## Excerpted text
Reference no: EM131104133

Modeling - Math 056 - Homework 8

1. Read "The Case of the Missing Meat Eaters," Natural History, June 1993, 22-24. The predator situation in Australia as described in Flannery's article might be modeled by the following differential equation for k(t) = number of kangeroos at time t (the prey) and p(t) = number of predators at time t:

dk/dt = αk - βk² - γkp,

dp/dt = -σp + λkp,

where α, β, γ, σ, and λ are positive constants.

(a) Does the model use unbounded or bounded growth for the prey? If the growth is unbounded, what is the growth rate? If the growth is bounded, what is the maximum growth rate and carrying capacity?

(b) What parameter will change if the lifespan of the predator is changed? How will the value change for a short lived predator vs. a long-lived predator?

Collected data entries:
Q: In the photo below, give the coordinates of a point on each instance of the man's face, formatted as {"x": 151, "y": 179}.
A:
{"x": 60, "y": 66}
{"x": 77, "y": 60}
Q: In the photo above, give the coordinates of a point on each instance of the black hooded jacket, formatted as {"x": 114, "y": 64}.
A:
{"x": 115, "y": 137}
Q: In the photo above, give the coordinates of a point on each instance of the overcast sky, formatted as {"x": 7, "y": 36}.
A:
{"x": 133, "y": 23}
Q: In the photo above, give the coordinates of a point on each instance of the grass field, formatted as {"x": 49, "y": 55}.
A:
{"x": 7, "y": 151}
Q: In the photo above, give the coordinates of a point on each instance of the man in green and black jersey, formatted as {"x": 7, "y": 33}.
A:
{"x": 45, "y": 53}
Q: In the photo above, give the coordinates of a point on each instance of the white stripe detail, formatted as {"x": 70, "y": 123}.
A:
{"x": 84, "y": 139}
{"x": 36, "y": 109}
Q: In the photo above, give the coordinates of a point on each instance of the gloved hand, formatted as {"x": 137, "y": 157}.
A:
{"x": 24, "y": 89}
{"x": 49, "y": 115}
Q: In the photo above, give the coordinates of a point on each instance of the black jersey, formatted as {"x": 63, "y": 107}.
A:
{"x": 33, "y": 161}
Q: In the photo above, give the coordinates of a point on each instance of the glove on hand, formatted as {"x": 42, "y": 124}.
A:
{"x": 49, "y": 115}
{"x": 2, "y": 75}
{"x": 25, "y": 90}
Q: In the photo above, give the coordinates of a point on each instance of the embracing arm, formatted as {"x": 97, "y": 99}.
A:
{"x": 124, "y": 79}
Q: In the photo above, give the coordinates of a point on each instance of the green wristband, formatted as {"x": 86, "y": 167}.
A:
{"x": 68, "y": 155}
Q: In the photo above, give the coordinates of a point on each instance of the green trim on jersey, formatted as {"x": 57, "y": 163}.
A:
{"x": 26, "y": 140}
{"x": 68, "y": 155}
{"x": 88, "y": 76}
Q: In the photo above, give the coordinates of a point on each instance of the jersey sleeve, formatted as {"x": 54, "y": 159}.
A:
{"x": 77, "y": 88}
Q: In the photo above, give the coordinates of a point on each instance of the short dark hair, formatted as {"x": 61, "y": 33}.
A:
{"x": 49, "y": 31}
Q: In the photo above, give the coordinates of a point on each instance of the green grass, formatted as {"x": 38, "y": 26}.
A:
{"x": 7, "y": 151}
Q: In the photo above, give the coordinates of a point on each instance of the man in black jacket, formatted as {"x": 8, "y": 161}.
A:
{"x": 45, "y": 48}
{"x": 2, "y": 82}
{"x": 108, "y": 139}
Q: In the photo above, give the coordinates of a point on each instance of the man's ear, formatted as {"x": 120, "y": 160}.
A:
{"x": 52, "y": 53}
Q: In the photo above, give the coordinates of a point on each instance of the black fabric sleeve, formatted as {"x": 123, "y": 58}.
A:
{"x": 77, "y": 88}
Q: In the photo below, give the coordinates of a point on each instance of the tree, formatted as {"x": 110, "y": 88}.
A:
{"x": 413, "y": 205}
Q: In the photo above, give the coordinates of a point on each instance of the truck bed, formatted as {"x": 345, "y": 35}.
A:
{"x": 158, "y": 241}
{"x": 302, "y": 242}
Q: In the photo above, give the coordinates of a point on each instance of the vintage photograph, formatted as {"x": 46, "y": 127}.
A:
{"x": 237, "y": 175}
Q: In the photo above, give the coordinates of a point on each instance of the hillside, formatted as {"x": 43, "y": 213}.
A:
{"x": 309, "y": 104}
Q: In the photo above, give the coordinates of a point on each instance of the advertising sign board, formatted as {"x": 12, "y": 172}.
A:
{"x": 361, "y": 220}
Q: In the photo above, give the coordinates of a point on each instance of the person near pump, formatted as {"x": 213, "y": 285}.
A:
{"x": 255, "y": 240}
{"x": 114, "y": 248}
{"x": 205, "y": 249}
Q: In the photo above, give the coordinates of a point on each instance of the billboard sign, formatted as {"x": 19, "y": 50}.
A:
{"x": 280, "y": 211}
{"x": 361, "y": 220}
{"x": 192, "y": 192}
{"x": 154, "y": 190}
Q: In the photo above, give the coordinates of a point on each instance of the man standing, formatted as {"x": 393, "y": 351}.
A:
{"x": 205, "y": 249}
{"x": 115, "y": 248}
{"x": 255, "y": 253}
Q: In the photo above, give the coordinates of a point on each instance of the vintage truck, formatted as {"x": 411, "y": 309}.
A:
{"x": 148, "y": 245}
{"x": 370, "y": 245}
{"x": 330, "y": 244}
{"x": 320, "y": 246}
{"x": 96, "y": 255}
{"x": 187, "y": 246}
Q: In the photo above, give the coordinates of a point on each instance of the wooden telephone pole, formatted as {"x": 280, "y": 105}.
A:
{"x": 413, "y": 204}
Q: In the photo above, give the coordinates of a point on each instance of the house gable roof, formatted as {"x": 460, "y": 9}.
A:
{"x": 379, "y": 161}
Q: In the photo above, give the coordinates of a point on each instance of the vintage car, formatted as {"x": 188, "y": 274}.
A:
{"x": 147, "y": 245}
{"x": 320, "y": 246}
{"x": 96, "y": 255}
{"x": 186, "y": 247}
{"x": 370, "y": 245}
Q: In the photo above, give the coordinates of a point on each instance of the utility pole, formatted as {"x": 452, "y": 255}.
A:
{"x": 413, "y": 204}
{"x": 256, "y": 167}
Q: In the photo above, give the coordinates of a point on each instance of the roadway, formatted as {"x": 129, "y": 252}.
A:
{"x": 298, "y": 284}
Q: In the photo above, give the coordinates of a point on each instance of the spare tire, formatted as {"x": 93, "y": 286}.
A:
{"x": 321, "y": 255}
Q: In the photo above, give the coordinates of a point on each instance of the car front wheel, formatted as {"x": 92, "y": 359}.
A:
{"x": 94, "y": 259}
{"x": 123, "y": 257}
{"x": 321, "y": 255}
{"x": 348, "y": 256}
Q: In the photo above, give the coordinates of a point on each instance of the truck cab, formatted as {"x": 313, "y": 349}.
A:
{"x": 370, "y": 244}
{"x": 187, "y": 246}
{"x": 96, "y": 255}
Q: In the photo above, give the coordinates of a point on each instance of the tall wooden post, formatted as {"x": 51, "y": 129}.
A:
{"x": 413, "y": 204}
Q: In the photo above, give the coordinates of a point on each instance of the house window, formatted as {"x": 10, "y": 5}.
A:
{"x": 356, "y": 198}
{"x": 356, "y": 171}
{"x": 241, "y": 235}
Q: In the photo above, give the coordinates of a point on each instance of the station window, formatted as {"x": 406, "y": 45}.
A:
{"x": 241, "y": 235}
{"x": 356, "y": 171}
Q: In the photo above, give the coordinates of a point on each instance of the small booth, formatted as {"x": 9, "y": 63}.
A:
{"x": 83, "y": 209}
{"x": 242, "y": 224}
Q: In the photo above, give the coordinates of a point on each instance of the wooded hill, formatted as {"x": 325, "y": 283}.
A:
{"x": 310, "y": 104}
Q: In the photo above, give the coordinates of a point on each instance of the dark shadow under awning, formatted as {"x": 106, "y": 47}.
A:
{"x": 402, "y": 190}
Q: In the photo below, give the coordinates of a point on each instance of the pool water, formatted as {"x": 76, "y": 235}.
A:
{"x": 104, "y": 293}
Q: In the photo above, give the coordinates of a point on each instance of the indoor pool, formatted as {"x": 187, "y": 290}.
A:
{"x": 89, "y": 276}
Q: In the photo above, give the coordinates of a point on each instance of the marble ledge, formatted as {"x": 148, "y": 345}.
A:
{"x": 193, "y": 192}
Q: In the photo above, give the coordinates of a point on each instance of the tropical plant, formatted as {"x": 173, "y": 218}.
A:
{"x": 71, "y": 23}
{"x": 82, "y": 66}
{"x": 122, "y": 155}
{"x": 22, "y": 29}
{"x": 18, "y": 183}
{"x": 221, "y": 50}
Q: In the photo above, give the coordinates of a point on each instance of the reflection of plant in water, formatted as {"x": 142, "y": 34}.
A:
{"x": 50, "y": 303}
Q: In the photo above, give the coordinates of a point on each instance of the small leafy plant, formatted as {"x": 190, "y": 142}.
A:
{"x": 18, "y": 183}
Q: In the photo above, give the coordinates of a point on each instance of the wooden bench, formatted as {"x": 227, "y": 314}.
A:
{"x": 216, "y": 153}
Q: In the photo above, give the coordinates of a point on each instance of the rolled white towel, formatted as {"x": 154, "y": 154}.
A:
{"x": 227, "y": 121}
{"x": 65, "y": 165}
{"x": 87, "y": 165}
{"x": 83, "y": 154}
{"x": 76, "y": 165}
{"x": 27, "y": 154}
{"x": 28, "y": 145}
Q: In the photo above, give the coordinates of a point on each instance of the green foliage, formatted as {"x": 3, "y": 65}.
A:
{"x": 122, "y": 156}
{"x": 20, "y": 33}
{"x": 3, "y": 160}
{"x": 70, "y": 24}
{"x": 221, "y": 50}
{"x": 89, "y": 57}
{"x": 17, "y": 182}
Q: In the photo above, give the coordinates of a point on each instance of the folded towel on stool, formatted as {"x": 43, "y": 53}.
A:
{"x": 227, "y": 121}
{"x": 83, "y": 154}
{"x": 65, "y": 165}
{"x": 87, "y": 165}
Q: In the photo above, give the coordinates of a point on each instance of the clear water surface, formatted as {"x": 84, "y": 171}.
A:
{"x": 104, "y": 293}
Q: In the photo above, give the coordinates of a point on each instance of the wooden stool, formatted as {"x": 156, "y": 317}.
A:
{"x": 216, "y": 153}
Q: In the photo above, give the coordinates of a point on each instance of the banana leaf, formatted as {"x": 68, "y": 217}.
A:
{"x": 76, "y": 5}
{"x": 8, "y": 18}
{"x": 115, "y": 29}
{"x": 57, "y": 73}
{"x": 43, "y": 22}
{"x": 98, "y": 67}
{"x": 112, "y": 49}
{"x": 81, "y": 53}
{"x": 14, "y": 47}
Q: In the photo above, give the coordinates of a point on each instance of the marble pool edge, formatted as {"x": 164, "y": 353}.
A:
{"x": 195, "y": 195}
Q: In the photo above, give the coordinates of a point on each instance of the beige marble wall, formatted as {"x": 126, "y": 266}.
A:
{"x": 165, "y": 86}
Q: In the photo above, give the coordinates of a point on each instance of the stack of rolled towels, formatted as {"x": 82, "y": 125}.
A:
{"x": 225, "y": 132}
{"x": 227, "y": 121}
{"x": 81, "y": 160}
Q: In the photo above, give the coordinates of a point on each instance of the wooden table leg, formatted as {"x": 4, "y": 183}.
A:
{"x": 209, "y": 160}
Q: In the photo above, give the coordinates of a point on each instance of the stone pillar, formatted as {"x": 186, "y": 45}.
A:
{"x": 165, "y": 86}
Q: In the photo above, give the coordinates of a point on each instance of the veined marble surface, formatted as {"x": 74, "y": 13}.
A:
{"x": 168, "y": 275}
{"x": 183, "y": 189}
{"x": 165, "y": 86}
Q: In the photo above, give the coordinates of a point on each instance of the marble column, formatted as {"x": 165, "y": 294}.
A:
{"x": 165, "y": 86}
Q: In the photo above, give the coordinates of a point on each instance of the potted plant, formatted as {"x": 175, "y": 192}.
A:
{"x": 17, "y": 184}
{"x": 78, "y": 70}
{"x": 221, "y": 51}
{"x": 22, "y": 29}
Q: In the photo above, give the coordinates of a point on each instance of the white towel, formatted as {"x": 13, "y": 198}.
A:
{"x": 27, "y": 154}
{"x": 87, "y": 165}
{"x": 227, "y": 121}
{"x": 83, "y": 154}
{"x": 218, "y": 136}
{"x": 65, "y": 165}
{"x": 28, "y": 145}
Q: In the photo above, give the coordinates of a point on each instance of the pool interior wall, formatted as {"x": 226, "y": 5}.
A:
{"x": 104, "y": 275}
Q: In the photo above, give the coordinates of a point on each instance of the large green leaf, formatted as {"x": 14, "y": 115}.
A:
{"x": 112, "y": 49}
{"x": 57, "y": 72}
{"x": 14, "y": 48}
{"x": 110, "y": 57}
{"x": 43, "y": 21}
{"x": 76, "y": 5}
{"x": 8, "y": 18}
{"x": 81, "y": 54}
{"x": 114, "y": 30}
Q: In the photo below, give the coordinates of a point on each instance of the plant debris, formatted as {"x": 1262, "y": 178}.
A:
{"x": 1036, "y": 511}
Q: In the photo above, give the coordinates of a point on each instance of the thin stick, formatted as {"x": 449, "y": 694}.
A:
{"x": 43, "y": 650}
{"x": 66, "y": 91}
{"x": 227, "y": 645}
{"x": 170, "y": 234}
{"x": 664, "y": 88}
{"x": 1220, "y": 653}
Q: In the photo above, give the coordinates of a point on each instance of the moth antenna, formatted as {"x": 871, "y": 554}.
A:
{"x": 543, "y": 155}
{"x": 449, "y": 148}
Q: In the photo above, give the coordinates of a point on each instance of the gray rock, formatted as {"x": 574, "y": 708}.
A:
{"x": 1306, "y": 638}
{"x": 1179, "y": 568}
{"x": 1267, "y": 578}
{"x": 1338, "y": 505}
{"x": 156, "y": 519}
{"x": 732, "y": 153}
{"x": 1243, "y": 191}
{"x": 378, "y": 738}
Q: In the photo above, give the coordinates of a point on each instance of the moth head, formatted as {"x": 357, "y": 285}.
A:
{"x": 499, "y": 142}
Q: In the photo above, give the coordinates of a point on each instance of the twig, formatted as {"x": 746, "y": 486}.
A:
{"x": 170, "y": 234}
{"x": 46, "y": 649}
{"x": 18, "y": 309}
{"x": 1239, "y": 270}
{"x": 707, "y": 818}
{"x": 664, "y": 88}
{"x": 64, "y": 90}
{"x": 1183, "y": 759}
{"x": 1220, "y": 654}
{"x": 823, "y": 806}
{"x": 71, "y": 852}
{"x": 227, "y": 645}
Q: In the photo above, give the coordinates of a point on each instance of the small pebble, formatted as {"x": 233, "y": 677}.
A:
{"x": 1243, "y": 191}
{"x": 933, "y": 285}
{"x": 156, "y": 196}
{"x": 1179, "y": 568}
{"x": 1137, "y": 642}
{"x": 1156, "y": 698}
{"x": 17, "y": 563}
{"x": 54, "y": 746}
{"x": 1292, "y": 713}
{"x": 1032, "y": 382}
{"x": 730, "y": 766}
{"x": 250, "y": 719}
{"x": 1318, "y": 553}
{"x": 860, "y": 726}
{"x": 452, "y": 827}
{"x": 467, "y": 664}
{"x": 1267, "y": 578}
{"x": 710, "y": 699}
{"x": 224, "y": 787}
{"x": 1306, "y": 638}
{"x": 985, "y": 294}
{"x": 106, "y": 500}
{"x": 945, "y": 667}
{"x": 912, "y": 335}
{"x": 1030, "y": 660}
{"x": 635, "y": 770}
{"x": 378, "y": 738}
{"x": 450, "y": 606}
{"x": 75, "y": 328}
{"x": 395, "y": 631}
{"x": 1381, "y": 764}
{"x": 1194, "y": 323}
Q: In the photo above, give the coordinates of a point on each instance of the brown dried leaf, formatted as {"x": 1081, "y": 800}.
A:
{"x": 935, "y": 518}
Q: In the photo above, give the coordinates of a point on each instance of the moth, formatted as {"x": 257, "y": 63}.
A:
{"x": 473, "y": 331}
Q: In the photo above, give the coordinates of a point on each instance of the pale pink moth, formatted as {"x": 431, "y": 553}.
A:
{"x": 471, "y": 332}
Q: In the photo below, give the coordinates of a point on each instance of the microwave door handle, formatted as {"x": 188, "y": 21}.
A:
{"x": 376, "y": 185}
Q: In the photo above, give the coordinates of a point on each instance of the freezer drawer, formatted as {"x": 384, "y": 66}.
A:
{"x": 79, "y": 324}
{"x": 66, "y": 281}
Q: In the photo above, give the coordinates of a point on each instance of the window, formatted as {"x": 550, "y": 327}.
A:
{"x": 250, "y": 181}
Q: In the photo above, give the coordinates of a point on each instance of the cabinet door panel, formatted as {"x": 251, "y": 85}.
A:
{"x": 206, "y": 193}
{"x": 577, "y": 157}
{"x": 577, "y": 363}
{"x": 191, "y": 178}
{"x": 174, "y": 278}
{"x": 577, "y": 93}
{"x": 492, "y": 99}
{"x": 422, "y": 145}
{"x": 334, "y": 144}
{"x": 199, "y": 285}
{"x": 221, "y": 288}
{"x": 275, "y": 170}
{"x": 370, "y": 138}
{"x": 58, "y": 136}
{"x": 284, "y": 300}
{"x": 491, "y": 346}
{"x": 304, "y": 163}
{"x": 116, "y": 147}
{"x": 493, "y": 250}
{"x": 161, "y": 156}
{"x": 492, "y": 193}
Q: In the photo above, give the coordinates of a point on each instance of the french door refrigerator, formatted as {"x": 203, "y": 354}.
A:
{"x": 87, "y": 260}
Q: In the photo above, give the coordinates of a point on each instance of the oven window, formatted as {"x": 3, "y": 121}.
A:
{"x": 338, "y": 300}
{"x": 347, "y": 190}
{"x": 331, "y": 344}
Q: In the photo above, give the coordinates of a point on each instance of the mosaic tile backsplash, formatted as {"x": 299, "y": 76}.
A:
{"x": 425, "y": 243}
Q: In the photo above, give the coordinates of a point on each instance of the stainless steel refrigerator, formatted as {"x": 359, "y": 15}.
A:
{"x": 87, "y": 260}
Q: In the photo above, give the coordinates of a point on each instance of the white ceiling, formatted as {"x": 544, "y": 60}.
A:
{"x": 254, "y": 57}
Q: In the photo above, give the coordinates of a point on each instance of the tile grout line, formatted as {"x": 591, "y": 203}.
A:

## Assigned task
Repeat the part of the homework text from "Modeling - Math" up to and including "and carrying capacity?". The items have no connection to the homework text.

## Exercise output
Modeling - Math 056 - Homework 8

1. Read "The Case of the Missing Meat Eaters," Natural History, June 1993, 22-24. The predator situation in Australia as described in Flannery's article might be modeled by the following differential equation for k(t) = number of kangeroos at time t (the prey) and p(t) = number of predators at time t:

dk/dt = αk - βk² - γkp,

dp/dt = -σp + λkp,

where α, β, γ, σ, and λ are positive constants.

(a) Does the model use unbounded or bounded growth for the prey? If the growth is unbounded, what is the growth rate? If the growth is bounded, what is the maximum growth rate and carrying capacity?